**REQUIRED TASK:** Please recast all of the records below as a two-column CSV with the header row "text,answer" and one row per record. Put each record's text in one quoted field and its answer in another, with line breaks turned into spaces.

+++ TASK DATA

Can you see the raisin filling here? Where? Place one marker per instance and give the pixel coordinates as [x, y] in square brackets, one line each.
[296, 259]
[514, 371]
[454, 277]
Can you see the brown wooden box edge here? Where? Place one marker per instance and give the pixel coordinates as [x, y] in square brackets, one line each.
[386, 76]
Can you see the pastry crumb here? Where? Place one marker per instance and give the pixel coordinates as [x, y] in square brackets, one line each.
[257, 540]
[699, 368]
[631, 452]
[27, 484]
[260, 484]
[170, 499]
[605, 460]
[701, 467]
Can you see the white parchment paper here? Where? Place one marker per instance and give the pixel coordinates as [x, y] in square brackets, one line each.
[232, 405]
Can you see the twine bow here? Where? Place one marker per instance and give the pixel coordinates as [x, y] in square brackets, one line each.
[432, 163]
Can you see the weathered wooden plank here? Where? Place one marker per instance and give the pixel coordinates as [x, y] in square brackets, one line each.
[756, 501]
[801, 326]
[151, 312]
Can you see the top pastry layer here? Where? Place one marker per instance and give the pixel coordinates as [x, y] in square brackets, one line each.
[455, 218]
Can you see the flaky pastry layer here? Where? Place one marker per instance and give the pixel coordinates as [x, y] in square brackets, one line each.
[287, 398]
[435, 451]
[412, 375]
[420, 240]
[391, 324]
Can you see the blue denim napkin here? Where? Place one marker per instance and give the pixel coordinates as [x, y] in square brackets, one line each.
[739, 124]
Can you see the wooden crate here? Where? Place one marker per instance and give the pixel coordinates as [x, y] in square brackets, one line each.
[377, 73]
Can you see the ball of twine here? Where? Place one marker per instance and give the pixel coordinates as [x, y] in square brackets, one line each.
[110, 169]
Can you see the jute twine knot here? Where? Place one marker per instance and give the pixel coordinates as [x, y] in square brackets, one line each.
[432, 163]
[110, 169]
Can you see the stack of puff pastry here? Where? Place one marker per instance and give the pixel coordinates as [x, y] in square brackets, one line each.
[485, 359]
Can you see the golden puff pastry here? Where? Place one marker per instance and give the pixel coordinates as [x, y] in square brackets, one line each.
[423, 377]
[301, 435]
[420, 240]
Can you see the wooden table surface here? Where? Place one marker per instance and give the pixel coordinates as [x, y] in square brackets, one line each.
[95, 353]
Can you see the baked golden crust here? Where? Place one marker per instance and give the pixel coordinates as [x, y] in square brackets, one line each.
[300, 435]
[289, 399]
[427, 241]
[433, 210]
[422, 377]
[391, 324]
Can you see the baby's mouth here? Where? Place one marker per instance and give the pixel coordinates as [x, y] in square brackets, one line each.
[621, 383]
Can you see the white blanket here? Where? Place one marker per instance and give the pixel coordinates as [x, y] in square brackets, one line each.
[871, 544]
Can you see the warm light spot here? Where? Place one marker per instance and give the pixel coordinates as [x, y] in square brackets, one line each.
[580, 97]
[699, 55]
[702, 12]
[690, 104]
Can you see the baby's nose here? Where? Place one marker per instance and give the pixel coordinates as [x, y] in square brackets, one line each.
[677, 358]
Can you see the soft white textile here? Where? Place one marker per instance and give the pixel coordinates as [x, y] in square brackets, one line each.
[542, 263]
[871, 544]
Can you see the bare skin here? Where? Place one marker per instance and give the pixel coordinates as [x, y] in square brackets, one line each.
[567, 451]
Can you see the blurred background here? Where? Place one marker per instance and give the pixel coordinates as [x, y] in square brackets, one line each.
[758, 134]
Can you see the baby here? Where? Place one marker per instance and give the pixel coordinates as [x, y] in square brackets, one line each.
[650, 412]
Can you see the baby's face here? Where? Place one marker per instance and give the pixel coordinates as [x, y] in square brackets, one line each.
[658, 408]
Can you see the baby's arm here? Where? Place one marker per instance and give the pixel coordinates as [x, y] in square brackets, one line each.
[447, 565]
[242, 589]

++++++

**SOLUTION TO THE EXERCISE:**
text,answer
"Can you see the raisin filling here? Where? Place one marker per instance and give the pixel coordinates as [x, y] in square brackets, one line each.","[296, 259] [514, 371] [454, 277]"
"Can you see the brown wooden box edge here? Where? Place one marker per instance and give the pixel coordinates as [x, y] in square brackets, one line each.","[386, 76]"
"Can you see the pastry crumb here? Where? Place one marker per instance and give the pixel coordinates as [x, y] in square brackets, one line each.","[257, 540] [699, 368] [631, 452] [27, 484] [260, 484] [170, 499] [605, 460] [701, 467]"
"Can you see the white parchment paper here? Where? Place one marker per instance and give the pixel coordinates as [x, y] in square brackets, one line each.","[232, 405]"
"Can you see the twine bow here? Where? Place one marker per instance and give the pixel coordinates as [x, y] in square brackets, one line each.","[432, 163]"
"Can you see the weathered wooden plank here? Where? Place one marker per instance and give the pixel coordinates as [x, y] in square brackets, one line each.","[756, 501] [801, 326] [151, 312]"
"Can you see the top pastry layer here? Where? Place one marker per instance and give the pixel coordinates as [x, y] in square brackets, one line each.","[455, 218]"
"Can you see the flaky pastry layer here? Where? Place one marker per instance and give the pixel coordinates as [x, y] in square brackets, one line each.","[287, 398] [435, 451] [412, 375] [420, 240] [391, 324]"
"Can you see the blue denim napkin here? Where? Place one marker per instance and give the pixel coordinates as [x, y] in square brackets, one line each.","[739, 124]"
"Can you see the wooden crate here? Where? Place one marker per instance and give the pixel coordinates as [x, y] in square brackets, one line each.","[377, 73]"
"Can you see the ball of twine here? Where? Place one marker per instance and give the pixel coordinates as [x, y] in square brackets, one line each.","[110, 169]"
"Can you see the jute twine knot here? Where? Place one marker per instance and give the pixel coordinates as [x, y] in square brackets, one line each.","[432, 163] [110, 169]"
"Can you see the stack of puff pastry here? Where? Place one marker per instance and give the pixel coordinates as [x, y] in square brackets, one line each.","[485, 359]"
"Can you see the golden puff pastry here? Where? Place one marker per instance and give the pixel coordinates as [x, y] in square brackets, one line each.","[423, 377] [301, 435] [420, 240]"
"Can you see the wooden table surface here? Where? Place one marker per instance and give the pixel coordinates as [x, y] in square brackets, one line each.","[95, 353]"
"Can you see the baked golden crust here? Where? Place one marker per instance and give the pixel coordinates as [x, y] in square brackets, one line each.","[300, 435] [289, 399] [427, 241] [433, 210] [422, 377] [391, 324]"
"Can you see the baby's mouth here? Where? Place one marker per instance and give the pixel coordinates as [x, y] in square brackets, one line each.","[621, 383]"
"Can you see the white blanket here? Where? Place one marker per instance and give the pixel coordinates as [x, y] in square brackets, one line each.","[871, 544]"
"Can you see the warm light spot here? Where? Place one marker per instance and give the pixel coordinates as [x, y] in square brackets, one line each.","[580, 97] [699, 55] [702, 12] [690, 104]"
"Can you see the baby's nose here? Where? Place one marker per instance and give the pixel coordinates as [x, y] in square brackets, one line each.","[677, 358]"
"Can you see the soft white textile here? Where? Place one marker per instance and give the pixel coordinates as [x, y] in square brackets, one line each.","[542, 263] [871, 544]"
"Can you see the bare skin here? Where? Place one marker per instance and give the pixel coordinates as [x, y] in square brackets, one line each.","[567, 451]"
"Can you see the blurred background here? Where? Place one marker per instance and give the pixel coordinates as [x, y] in square brackets, one line each.","[758, 134]"
"Can you see the baby here? Where? Place one marker per instance and give the pixel coordinates as [x, y] in square brackets, one line each.","[650, 412]"
"Can you see the baby's face here? Where? Place one marker per instance and give the pixel coordinates as [x, y] in square brackets, one line each.","[658, 408]"
"Can you see the baby's arm here? Where? Place one marker per instance and give the pixel coordinates as [x, y] in square brackets, one line each.","[447, 565] [242, 589]"